- Document excerpt
Wednesday, July 16, 2014

Community or Corporation?


These entities are similar and dissimilar. Communities are people who live together, side by side and in organizations, work spaces, charities and churches. Also on the golf course or the ball field. Corporations are also comprised of people, just not from the same community. Their commutes may even bring them from far away towns and villages.

Corporations are also formed to fulfill a purpose different from a community: to produce a product or service and to sell it while making a profit to reward executive staff and investors. A good neighbor policy and program may extend the value of this corporation to local interests, but it is not its purpose. Such are public relations goals.

The community, however, finds its worth by way of its people. How they work together, play together and learn together. Getting to know each other and being involved in their lives is a core feature of a community. Accepting each other and enabling each other to develop in fruitful directions is another feature of a healthy community.

Local governmental units – city/village/town, library, park district, and schools – serve the needs of the community. Often they work collaboratively to meet community needs more fully. The community funds these units of government to do this work for the benefit of all those living in the community.

- Tasks and exercises
a: In the post comparing communities and corporations, rewrite everything from "Wednesday, July 16, 2014" down to "towns and villages.", swapping "golf course" for "tennis court".
b: In one to three sentences, explain the purpose for which corporations are formed, according to the post comparing communities and corporations.
c: Go on with the post comparing communities and corporations, starting right after its last sentence.

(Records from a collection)
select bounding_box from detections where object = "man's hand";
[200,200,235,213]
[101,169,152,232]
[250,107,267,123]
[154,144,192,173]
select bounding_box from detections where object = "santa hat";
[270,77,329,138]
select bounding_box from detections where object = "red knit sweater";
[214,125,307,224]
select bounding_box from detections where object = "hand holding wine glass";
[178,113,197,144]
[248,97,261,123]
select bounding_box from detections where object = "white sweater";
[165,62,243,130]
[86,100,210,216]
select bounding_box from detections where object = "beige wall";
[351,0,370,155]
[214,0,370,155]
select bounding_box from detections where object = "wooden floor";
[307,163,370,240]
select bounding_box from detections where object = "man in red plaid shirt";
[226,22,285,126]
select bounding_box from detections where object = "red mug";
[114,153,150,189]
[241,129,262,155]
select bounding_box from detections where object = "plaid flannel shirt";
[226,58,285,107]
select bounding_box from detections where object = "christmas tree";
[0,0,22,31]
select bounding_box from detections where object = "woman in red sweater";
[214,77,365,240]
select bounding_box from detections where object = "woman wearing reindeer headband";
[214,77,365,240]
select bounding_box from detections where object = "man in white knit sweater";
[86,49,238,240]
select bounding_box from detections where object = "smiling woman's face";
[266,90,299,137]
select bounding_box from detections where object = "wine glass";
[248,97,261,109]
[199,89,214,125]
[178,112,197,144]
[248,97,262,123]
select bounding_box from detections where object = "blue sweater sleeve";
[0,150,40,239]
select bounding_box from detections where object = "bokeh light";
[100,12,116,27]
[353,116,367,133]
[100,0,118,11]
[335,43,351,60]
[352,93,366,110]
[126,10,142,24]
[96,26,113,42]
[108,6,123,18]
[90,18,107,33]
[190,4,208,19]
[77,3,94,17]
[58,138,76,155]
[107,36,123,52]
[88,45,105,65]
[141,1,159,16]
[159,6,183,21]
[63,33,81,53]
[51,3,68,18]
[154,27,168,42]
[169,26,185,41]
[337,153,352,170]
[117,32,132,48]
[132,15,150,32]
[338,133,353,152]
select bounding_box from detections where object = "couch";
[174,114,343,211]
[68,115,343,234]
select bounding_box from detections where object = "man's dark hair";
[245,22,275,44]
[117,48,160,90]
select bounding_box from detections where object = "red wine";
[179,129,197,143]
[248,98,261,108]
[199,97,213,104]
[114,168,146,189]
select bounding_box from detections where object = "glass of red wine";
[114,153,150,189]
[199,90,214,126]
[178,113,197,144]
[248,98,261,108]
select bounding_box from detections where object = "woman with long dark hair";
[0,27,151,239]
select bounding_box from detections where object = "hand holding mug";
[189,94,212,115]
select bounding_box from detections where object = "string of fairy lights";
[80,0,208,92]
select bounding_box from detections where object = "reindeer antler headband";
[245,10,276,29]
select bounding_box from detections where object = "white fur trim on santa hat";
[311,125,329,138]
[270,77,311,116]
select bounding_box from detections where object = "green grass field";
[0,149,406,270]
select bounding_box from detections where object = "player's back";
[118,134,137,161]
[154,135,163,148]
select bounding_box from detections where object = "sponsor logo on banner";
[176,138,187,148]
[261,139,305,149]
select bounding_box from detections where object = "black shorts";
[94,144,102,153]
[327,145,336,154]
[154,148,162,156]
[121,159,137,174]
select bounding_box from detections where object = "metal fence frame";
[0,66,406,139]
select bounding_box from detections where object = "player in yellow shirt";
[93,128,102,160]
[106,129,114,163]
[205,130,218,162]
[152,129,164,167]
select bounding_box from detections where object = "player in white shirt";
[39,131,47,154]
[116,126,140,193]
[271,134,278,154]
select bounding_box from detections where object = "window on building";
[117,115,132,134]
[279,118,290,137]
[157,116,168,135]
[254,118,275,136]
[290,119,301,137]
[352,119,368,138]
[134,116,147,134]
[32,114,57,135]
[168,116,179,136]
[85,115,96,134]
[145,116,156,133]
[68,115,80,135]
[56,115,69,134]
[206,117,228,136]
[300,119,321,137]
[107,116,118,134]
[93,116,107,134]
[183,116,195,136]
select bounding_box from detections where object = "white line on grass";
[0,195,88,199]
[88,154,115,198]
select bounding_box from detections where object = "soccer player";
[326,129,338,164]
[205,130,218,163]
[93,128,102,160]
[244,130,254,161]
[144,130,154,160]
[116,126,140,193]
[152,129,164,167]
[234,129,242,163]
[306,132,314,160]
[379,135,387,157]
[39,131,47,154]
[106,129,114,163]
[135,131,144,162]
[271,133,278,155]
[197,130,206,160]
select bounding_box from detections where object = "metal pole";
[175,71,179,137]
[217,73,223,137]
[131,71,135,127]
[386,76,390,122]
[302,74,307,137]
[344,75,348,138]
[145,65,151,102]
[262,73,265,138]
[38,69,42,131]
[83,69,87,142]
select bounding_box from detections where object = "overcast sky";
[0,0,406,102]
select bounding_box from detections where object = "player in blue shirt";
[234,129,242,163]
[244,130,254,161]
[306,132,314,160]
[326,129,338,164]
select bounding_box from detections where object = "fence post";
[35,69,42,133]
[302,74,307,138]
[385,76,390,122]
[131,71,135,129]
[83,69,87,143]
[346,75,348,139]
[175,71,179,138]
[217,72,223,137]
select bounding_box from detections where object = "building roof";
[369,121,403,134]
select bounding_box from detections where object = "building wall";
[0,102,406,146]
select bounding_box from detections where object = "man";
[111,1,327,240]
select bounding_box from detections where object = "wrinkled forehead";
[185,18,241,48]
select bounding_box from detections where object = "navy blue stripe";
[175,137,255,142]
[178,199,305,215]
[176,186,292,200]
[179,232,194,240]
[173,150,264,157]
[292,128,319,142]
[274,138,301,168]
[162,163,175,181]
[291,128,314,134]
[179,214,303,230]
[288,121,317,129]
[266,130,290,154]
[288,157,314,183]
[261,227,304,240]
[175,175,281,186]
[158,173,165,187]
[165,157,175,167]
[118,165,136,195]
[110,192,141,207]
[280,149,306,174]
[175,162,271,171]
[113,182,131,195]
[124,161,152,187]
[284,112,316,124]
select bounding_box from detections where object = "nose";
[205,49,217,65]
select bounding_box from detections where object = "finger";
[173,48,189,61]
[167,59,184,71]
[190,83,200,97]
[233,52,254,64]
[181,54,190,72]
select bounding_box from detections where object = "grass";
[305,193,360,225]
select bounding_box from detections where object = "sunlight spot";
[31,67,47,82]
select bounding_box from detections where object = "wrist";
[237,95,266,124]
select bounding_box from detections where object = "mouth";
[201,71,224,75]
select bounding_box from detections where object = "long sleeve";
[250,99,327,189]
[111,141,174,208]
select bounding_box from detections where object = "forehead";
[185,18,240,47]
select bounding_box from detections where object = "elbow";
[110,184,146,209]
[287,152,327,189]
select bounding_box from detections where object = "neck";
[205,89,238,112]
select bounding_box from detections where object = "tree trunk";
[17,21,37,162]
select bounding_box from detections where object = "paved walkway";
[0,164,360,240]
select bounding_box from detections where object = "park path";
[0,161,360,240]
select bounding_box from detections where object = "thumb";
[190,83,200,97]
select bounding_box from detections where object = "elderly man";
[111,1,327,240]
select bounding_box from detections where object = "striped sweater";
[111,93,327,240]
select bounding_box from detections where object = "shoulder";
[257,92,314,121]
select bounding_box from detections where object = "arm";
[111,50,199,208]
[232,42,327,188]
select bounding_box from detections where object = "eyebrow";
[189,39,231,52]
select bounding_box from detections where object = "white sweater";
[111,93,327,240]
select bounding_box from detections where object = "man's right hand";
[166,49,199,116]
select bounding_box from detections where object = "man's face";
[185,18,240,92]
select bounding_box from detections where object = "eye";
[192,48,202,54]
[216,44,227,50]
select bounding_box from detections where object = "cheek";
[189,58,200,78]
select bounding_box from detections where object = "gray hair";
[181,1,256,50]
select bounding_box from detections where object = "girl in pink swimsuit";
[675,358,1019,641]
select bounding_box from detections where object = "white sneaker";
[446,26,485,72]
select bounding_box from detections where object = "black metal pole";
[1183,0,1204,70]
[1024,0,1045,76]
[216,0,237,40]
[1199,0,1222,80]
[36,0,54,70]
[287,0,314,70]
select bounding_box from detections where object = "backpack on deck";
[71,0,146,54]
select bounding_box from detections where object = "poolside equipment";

- The results
a:
Wednesday, July 16, 2014

Community or Corporation?


These entities are similar and dissimilar. Communities are people who live together, side by side and in organizations, work spaces, charities and churches. Also on the tennis court or the ball field. Corporations are also comprised of people, just not from the same community. Their commutes may even bring them from far away towns and villages.

b: Corporations are formed to produce a product or service and sell it while making a profit. That profit rewards executive staff and investors.

c:
As Senator Elizabeth Warren (D-Massachusetts) states:

“People have hearts, they have kids, they get jobs, they get sick, they cry, they dance, they live, they love, and they die. And That Matters. That matters because we don’t run this country for corporations, We Run It For People.”

A corporation runs its ‘life’ for itself and its stakeholders. To be successful it needs to meet competitive standards in its marketplaces. One of those marketplaces is the community in which it operates. That may be many communities.

But it is not a given that the corporation will act as a person in those communities. And that is the point of today’s posting.

Often a community makes concessions to companies because they employ local residents, pay taxes to local governmental units, and generally contribute to the well-being of the community. Too many concessions, however, and the company becomes a net taker rather than contributor to the well-being of the community.

For the corporation, being a good neighbor has benefits: well educated students from the schools, well-adjusted youth from local healthy families, and a wellspring of good new labor for hire. The company may even provide involved employees in local charities, churches and volunteer agencies.

Such a company will certainly experience goodwill and loyalty from the community. This may lead to increased sales and corporate success.  One can hope this will be true and remain so.

Too often, however, the community vs corporation gets out of whack.

Normally this is on a national scale, possibly, too, on a state by state basis. With states competing for companies both as taxpayers and employers, sweetheart deals are made to steal companies from one state to another. The results lead often to regional desertions, empty factories, failing industries and dying communities. Think of Detroit and Flint Michigan as prime examples. But each rust belt city or town has felt the same tremors of despair at one time or another. And empty tracts of past industrial areas.

Warrenville, Illinois has lost BP/Amoco executive offices; so too, Navistar. But the community attracts many others to replace them and a whole lot of smaller businesses as well that hopefully will grow to be significant partners in the community.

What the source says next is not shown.